#### Excerpt to read
┌────────
If we can’t reform the problem of hidden evidence, what about witness statements – evidence which we at least know about?

Reform would be straightforward.  Record witness statements just like suspect interviews.  We could then hear all the questions and the full answers. 

The technology is readily available.  And it would make the police’s job easier.  No longer would they have to write out statements laboriously in longhand.

But ask yourselves: this reform would deprive the police of a powerful tool.  Is it likely that the police would accept its loss?

And remember: the police lobby affecting legislation is much more powerful than the protests of civil liberties campaigners.

But what we are primarily concerned about in our local organisations – the member organisations of United Against Injustice – isn’t long term campaigns for changes in the law, but winning cases – overturning wrongful convictions.

In the many cases in which we think witness statements are untrue, how do we challenge the claims of the witnesses?

We can

  • learn to read witness statements –
  • to analyse their language
  • show they are written by the police
  • ask where the knowledge in them comes from – for instance, where the statements are records of alleged cell confessions – admissions supposedly made to a fellow prisoner – who supplied the information with which to make up the admissions?
  • compare statements from different witnesses – sometimes remarkably similar both within cases and from case to case – indications of collusion orchestrated by the police
  • discover the circumstances in which they were made – what rewards or other inducements were offered, what threats were made

We can build our own knowledge of police investigation techniques,
leading to challenges to the core prosecution evidence in the cases we’re supporting

Disclosure is more of a problem, because what’s hidden is hidden – we don’t know that it even exists.  But we can at least find out what records probably do exist.
└────────
#### Dataset records
┌────────
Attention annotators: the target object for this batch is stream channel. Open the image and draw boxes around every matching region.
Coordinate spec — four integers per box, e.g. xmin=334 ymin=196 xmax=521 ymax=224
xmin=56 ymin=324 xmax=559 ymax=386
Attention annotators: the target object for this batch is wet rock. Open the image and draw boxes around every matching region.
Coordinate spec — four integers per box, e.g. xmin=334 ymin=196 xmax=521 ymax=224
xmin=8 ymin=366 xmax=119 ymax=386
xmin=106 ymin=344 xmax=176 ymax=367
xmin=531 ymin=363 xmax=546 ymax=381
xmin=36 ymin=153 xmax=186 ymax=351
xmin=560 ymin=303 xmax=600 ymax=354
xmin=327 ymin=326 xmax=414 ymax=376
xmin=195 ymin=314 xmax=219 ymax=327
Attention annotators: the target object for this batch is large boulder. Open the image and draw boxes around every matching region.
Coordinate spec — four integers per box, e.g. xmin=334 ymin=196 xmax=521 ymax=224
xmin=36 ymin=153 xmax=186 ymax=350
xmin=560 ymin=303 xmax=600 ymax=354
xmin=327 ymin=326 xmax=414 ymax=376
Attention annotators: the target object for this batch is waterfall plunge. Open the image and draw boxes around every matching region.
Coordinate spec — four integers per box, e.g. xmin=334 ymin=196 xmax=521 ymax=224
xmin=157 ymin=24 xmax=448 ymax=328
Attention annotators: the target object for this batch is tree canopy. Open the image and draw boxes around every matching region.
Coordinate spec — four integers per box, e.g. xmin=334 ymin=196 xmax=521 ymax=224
└────────
In the text on witness statements, change the stretch from "But what we" through "overturning wrongful convictions." by putting "winning appeals" in place of "winning cases", and give that stretch again. The records were taken from a different source.

#### Solution to this task
But what we are primarily concerned about in our local organisations – the member organisations of United Against Injustice – isn’t long term campaigns for changes in the law, but winning appeals – overturning wrongful convictions.